» **TASK**: Quote verbatim every line of the records below, from their first line through the line that contains "Assume fill-rule evenodd for every path.".
^^^^
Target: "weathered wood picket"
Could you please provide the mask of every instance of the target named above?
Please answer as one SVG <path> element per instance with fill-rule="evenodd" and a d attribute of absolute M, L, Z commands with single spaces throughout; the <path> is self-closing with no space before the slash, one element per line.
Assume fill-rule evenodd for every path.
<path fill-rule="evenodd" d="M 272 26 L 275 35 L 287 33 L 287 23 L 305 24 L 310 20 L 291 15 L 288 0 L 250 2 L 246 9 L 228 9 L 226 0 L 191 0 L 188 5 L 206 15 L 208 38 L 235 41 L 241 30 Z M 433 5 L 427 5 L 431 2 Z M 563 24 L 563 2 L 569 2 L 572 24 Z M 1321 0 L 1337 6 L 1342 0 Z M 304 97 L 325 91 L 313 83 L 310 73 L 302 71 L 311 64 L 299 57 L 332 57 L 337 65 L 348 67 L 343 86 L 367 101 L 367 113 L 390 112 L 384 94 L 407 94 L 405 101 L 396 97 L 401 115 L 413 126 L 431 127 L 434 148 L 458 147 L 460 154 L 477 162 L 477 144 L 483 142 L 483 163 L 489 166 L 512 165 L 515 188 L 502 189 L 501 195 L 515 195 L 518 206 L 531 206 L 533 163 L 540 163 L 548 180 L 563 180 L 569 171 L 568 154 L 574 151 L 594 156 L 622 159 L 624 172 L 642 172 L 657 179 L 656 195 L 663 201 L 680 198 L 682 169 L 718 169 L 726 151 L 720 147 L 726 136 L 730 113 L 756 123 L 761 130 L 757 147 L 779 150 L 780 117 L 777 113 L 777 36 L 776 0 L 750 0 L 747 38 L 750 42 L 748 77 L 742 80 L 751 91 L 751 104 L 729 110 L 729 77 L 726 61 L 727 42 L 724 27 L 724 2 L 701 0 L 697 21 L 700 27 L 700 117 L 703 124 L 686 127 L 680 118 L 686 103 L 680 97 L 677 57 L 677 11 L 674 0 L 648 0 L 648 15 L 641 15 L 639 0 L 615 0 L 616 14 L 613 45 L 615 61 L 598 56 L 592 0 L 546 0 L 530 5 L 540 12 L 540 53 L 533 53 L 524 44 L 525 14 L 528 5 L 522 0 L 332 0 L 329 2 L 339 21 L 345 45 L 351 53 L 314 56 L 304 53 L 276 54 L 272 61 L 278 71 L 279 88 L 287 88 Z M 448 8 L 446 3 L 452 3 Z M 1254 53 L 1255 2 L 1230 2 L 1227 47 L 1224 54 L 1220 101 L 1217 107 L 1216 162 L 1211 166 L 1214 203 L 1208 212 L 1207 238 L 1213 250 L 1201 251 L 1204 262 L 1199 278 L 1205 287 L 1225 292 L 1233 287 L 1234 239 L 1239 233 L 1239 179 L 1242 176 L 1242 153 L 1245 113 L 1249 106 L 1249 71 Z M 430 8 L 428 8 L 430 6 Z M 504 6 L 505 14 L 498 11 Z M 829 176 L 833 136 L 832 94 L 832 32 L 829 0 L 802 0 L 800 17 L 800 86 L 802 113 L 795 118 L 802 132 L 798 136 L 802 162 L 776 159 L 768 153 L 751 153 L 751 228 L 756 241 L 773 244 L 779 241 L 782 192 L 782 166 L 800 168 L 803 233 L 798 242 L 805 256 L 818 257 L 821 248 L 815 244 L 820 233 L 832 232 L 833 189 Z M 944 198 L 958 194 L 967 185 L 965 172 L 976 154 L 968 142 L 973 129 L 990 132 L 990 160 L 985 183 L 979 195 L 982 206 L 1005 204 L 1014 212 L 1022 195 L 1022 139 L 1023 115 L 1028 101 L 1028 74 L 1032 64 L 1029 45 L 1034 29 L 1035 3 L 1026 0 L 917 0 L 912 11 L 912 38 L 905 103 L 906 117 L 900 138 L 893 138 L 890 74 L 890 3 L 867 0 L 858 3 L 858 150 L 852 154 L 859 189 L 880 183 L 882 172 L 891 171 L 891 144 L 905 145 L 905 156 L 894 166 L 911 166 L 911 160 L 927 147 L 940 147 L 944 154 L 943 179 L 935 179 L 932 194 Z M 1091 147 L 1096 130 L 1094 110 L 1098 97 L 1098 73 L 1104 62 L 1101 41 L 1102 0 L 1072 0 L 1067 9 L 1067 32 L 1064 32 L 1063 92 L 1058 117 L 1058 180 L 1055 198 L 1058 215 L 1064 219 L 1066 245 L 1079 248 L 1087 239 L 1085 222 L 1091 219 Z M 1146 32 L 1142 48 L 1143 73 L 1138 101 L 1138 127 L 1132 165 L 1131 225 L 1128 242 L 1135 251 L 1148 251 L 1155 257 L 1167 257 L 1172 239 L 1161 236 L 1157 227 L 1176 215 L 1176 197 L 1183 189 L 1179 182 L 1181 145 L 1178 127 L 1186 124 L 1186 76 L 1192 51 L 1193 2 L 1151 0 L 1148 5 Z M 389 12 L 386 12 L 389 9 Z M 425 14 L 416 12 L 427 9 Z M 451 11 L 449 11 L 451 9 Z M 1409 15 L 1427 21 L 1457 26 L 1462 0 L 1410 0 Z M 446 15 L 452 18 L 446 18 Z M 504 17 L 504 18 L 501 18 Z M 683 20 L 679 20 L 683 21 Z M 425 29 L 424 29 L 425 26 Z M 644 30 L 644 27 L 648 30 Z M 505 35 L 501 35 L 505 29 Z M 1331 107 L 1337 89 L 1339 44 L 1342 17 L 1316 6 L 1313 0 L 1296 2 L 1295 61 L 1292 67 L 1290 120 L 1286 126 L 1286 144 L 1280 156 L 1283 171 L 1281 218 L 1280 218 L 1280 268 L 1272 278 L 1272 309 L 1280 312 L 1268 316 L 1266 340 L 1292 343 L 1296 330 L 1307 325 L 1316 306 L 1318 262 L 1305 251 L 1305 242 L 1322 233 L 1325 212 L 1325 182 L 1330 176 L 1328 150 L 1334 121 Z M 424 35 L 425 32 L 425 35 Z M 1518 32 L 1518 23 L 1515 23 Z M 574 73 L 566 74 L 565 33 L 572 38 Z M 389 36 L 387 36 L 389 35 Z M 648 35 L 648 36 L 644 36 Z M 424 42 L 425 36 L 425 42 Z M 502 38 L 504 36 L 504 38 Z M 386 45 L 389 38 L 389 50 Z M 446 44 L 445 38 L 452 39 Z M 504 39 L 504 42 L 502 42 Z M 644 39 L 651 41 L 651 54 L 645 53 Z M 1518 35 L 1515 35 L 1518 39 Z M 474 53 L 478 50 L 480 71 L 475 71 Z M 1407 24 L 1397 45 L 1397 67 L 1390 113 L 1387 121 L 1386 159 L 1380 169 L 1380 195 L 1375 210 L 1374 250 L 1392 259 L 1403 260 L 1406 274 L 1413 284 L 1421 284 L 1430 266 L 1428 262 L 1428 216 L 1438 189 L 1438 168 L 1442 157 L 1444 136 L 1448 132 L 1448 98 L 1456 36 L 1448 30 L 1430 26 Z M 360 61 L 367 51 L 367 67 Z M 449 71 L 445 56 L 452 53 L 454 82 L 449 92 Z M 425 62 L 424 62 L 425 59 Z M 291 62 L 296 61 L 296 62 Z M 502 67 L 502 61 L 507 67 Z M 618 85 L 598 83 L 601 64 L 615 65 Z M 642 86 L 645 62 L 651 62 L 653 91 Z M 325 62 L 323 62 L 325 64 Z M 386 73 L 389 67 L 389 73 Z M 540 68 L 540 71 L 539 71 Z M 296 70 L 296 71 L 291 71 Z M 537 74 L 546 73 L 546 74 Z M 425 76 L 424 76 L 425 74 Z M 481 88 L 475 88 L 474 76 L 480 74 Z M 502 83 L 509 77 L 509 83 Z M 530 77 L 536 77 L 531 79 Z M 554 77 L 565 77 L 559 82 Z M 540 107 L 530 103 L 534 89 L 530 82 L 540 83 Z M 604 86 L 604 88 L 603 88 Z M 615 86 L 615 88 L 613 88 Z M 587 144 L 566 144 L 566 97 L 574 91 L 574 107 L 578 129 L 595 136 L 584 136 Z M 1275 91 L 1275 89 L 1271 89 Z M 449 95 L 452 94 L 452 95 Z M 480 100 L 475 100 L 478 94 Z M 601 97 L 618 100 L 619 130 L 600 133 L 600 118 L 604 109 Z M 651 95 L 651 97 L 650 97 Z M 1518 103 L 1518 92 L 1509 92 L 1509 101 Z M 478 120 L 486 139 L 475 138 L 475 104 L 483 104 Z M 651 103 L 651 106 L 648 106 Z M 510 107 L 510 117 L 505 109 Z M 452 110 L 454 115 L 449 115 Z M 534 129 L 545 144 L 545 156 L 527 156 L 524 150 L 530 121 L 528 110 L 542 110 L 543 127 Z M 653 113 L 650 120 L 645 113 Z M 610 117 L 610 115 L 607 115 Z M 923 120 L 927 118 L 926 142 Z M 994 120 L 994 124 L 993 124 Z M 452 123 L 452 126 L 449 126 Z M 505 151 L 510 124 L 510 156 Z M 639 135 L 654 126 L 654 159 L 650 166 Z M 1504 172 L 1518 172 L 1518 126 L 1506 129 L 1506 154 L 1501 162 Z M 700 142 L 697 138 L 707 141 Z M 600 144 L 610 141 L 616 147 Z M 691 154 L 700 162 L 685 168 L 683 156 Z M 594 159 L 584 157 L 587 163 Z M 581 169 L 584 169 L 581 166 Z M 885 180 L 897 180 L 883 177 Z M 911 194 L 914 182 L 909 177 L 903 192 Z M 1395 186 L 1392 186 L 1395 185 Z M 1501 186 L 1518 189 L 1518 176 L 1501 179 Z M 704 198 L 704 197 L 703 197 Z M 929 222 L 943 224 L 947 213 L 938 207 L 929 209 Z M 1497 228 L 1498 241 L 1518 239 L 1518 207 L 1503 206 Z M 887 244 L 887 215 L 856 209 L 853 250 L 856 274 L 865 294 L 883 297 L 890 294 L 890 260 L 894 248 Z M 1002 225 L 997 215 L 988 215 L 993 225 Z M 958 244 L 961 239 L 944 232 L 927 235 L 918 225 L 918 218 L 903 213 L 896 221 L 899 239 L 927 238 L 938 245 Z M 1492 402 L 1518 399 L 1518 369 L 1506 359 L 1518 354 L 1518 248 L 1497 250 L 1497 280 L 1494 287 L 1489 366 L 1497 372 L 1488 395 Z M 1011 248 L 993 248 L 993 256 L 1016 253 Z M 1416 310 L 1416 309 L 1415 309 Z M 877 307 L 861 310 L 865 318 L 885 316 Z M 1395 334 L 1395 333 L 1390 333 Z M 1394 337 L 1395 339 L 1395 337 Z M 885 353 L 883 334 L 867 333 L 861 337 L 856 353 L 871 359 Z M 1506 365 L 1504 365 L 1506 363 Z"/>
^^^^
» **ANSWER TO THIS EXERCISE**:
Target: "weathered wood picket"
Could you please provide the mask of every instance of the target named above?
Please answer as one SVG <path> element per instance with fill-rule="evenodd" and a d attribute of absolute M, L, Z commands with single spaces throughout; the <path> is self-closing with no space before the slash, one element per line.
Assume fill-rule evenodd for every path.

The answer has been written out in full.